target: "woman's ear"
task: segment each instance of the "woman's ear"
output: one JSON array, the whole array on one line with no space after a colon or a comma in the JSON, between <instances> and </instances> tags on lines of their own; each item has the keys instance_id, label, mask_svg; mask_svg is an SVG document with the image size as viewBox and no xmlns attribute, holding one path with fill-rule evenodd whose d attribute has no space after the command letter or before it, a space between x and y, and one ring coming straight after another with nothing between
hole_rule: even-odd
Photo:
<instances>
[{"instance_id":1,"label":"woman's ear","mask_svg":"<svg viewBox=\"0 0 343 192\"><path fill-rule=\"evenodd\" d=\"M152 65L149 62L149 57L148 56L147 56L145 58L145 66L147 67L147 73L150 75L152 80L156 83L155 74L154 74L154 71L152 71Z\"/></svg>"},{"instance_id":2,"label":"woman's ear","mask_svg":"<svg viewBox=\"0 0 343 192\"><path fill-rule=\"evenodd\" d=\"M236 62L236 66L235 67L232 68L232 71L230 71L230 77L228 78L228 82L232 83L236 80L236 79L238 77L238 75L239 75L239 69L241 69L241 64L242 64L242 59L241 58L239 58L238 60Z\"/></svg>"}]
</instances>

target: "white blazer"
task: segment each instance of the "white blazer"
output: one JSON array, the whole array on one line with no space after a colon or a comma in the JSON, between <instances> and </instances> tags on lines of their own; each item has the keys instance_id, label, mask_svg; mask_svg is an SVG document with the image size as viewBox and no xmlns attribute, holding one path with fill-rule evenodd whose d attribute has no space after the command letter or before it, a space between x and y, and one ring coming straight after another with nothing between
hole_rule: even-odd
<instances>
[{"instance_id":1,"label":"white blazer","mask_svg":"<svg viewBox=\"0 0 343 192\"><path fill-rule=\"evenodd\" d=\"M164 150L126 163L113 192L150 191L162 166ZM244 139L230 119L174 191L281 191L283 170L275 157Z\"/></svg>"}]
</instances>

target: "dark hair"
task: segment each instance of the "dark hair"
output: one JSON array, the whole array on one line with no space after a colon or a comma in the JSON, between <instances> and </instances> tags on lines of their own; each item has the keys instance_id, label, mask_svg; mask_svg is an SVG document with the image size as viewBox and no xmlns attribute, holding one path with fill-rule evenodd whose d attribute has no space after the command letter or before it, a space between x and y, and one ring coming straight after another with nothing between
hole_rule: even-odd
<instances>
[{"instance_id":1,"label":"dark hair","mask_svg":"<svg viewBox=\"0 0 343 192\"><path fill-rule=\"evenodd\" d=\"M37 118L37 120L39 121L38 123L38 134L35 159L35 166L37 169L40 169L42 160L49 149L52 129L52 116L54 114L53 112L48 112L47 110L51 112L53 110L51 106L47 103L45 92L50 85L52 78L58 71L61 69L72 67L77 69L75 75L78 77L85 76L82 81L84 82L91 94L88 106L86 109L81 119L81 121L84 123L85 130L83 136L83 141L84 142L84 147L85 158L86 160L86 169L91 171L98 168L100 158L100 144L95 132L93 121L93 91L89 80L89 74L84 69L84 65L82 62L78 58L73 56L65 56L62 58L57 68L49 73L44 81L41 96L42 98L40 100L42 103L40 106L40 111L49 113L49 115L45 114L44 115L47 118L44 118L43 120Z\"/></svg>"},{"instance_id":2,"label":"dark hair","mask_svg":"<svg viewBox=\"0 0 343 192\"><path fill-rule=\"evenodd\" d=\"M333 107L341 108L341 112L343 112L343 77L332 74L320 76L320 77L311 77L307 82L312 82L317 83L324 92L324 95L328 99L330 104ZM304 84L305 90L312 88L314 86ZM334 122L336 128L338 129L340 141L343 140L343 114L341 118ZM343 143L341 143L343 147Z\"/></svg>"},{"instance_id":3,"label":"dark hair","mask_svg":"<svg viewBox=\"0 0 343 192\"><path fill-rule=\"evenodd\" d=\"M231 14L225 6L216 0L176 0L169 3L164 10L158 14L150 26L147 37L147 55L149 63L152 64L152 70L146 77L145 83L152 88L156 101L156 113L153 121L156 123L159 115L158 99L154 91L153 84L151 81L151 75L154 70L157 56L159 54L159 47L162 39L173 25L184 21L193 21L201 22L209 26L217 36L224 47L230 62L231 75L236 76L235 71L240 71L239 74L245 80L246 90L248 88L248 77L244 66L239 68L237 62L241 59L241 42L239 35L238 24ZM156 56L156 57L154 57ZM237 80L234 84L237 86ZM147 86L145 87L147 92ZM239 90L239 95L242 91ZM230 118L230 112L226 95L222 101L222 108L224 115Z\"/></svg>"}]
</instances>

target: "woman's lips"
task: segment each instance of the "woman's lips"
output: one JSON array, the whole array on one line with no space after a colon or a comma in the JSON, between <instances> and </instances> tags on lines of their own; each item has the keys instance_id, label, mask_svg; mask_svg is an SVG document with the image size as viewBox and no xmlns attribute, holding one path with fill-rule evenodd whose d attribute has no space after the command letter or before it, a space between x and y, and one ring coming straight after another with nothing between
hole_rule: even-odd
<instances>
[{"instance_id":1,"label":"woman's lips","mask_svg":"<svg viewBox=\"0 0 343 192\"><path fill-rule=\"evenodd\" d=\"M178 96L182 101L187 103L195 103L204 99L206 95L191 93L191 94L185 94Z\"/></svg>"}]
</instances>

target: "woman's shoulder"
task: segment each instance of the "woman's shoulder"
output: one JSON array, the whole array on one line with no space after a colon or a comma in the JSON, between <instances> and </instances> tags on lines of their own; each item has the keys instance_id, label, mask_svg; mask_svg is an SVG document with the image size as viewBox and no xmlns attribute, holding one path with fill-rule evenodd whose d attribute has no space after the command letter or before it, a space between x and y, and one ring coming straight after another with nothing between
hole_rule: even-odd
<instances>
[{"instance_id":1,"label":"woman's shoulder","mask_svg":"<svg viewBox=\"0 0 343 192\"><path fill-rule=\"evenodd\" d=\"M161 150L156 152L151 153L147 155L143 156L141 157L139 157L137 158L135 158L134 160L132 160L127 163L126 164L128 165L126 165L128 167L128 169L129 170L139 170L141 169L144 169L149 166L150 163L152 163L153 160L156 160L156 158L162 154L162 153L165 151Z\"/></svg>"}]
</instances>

----------

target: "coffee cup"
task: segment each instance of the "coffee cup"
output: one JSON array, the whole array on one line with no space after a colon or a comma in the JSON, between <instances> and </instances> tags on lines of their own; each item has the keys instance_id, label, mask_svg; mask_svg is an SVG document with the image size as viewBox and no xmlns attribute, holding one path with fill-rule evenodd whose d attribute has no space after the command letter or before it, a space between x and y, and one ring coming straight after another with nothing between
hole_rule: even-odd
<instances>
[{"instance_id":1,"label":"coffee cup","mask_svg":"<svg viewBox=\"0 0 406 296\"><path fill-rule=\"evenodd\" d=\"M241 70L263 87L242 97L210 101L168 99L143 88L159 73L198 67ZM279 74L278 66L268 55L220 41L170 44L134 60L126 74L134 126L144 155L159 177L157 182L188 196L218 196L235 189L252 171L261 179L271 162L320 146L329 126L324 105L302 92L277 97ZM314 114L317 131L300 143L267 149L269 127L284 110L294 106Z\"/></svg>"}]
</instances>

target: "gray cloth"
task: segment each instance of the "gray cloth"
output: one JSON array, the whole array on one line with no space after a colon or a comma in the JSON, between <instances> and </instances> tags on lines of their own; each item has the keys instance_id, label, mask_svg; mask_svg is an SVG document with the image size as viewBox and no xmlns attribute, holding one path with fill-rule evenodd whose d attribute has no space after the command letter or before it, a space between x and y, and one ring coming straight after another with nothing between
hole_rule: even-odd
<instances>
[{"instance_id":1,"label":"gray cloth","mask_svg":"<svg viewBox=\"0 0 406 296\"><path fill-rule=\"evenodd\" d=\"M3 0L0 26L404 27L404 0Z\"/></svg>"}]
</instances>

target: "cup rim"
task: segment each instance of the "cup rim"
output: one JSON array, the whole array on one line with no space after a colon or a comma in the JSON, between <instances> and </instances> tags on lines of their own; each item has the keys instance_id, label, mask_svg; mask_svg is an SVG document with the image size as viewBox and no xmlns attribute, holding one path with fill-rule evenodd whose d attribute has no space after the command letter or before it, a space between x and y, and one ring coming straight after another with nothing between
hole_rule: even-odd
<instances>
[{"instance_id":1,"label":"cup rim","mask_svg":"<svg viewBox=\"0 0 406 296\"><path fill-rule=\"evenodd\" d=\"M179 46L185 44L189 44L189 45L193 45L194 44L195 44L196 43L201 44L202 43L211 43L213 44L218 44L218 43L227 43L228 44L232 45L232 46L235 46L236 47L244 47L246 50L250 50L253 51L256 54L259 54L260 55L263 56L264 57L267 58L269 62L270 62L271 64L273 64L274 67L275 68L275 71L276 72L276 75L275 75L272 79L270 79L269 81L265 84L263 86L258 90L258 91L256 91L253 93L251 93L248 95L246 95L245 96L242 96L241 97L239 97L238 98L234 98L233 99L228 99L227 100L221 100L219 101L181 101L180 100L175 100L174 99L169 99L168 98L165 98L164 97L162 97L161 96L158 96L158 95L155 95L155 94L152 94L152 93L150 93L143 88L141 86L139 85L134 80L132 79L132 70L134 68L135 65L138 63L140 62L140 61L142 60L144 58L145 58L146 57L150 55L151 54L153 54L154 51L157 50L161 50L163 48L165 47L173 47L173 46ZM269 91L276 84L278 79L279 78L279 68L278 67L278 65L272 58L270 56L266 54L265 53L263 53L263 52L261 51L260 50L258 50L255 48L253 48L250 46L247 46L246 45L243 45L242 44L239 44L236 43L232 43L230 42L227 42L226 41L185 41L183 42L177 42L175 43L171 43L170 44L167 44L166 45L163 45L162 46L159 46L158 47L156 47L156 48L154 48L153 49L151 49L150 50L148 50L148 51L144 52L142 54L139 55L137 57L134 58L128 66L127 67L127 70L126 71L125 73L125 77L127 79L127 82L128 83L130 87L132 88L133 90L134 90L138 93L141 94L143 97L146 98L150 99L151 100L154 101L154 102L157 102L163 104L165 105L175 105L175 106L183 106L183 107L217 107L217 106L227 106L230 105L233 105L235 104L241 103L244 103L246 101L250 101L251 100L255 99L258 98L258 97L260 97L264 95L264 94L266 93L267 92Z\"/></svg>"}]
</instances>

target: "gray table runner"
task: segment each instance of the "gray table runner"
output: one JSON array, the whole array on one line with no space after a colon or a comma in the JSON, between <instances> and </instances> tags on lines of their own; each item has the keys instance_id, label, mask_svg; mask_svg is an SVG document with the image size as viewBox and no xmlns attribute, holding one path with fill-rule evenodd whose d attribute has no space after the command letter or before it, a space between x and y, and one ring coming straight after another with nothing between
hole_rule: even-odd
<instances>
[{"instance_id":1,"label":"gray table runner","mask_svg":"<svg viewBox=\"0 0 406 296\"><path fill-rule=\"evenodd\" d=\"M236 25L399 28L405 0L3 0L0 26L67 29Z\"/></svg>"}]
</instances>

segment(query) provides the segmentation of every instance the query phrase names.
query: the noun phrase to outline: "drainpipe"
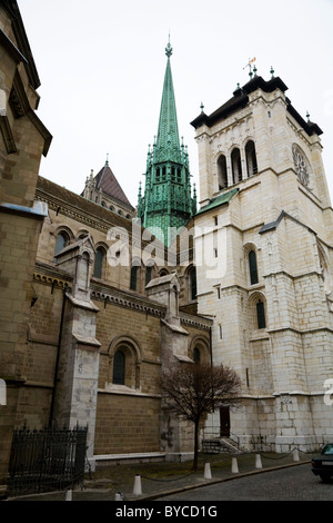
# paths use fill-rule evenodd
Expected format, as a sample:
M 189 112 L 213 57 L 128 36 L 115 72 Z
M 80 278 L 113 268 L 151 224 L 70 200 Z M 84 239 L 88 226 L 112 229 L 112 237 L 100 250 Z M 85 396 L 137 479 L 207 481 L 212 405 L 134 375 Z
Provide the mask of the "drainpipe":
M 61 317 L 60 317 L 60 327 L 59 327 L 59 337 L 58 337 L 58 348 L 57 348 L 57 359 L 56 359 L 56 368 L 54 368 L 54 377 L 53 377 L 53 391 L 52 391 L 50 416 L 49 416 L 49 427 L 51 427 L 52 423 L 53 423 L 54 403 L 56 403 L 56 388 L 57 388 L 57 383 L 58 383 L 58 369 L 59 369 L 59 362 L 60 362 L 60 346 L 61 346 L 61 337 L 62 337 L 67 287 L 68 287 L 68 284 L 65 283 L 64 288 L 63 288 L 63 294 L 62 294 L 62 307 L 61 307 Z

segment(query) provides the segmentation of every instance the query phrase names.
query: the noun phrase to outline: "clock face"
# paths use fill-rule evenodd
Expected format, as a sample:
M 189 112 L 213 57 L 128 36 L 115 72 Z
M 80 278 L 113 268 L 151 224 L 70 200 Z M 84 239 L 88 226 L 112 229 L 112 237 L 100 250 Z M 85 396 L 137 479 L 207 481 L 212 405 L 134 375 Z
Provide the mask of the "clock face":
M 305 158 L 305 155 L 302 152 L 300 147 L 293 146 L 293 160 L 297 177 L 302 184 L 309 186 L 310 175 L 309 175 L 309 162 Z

----------

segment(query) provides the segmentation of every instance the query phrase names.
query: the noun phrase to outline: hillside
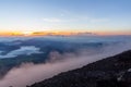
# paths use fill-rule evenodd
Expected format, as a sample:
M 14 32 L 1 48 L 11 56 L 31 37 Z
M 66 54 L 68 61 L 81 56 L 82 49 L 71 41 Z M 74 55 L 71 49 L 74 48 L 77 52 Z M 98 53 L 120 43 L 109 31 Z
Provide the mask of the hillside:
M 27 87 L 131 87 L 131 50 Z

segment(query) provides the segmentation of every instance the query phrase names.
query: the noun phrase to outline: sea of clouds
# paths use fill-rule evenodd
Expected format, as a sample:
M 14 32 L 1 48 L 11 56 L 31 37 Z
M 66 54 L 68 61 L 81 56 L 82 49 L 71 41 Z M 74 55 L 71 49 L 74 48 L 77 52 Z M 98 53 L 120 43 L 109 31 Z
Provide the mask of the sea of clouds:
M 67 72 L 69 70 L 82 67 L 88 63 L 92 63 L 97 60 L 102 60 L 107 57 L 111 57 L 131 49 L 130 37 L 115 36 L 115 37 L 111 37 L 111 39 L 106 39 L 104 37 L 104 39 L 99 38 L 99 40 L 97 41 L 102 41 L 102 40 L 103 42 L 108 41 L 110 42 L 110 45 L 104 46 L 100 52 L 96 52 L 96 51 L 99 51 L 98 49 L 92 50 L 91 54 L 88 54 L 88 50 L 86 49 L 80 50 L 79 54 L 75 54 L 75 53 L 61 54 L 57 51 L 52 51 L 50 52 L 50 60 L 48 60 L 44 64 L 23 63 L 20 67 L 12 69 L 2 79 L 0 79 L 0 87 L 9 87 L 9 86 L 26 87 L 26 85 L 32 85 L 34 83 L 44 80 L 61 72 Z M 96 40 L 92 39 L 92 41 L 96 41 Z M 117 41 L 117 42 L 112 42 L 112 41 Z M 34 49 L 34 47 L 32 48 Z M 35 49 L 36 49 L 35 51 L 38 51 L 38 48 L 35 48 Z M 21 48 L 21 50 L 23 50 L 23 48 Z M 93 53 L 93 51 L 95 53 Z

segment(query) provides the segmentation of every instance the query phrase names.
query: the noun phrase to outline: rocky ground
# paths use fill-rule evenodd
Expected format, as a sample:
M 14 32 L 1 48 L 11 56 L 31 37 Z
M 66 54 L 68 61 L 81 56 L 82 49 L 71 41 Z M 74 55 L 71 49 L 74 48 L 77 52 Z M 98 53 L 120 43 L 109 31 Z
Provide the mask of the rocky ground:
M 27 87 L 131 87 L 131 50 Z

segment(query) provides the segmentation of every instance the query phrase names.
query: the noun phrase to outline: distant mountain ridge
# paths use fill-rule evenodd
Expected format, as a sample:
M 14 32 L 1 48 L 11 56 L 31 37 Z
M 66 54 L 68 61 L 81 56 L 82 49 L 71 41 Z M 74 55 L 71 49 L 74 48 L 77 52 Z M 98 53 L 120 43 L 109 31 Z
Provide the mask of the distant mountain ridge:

----------

● **Problem requirements**: From the entries above, collect every line that contains the word "table" and copy each one out in full.

● **The answer**:
target: "gray table runner"
task: segment each instance of the "gray table runner"
[{"instance_id":1,"label":"gray table runner","mask_svg":"<svg viewBox=\"0 0 406 296\"><path fill-rule=\"evenodd\" d=\"M236 25L399 28L405 0L3 0L0 26L67 29Z\"/></svg>"}]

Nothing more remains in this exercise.